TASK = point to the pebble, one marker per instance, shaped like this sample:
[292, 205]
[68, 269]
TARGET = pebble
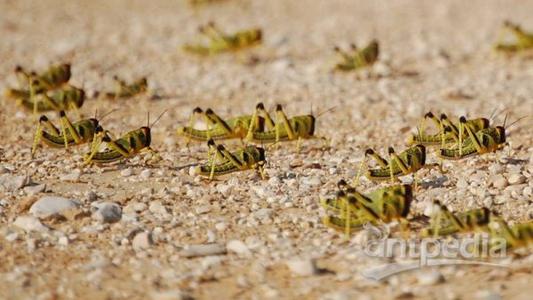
[108, 212]
[142, 241]
[146, 173]
[430, 278]
[13, 183]
[74, 176]
[302, 267]
[51, 205]
[126, 172]
[34, 189]
[238, 247]
[517, 179]
[312, 181]
[487, 295]
[204, 250]
[29, 223]
[498, 181]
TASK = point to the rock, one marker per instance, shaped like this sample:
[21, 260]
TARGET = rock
[302, 267]
[142, 241]
[51, 205]
[430, 278]
[204, 250]
[517, 179]
[498, 181]
[126, 172]
[74, 176]
[238, 247]
[34, 189]
[312, 181]
[487, 295]
[108, 212]
[145, 174]
[156, 207]
[167, 295]
[12, 183]
[29, 223]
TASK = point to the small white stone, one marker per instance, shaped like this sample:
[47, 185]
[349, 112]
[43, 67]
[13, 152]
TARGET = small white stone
[74, 176]
[29, 223]
[498, 181]
[220, 226]
[203, 250]
[51, 205]
[430, 278]
[126, 172]
[146, 173]
[302, 267]
[63, 241]
[238, 247]
[142, 241]
[108, 212]
[34, 189]
[517, 179]
[13, 183]
[312, 181]
[156, 207]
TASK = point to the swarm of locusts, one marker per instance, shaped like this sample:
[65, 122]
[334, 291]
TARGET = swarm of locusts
[259, 131]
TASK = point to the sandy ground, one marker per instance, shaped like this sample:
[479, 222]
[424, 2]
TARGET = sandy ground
[435, 56]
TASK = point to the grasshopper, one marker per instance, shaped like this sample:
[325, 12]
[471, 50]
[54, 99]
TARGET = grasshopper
[285, 129]
[223, 42]
[125, 90]
[71, 134]
[520, 235]
[443, 222]
[407, 162]
[448, 132]
[219, 129]
[483, 141]
[524, 40]
[221, 161]
[65, 98]
[357, 58]
[355, 209]
[127, 146]
[55, 76]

************

WHAT YOU HAVE TO DO: Where in the entries above does the word "TASK" appear? Copy each line that has it.

WRITTEN SOLUTION:
TASK = point to the pebble, one marker per instance, shaped like this sample:
TASK = point to the rock, one marker per instance, shaped like this sample:
TASK = point to the small white stone, one marker per instance, shaped like this sample:
TASK = point to the swarm of locusts, one marker per instance, shaped like this sample:
TASK = point to the sandy ground, one marker per instance, shaped like this sample:
TASK = point to the grasshopper, one marker per instance, shaped like this sample:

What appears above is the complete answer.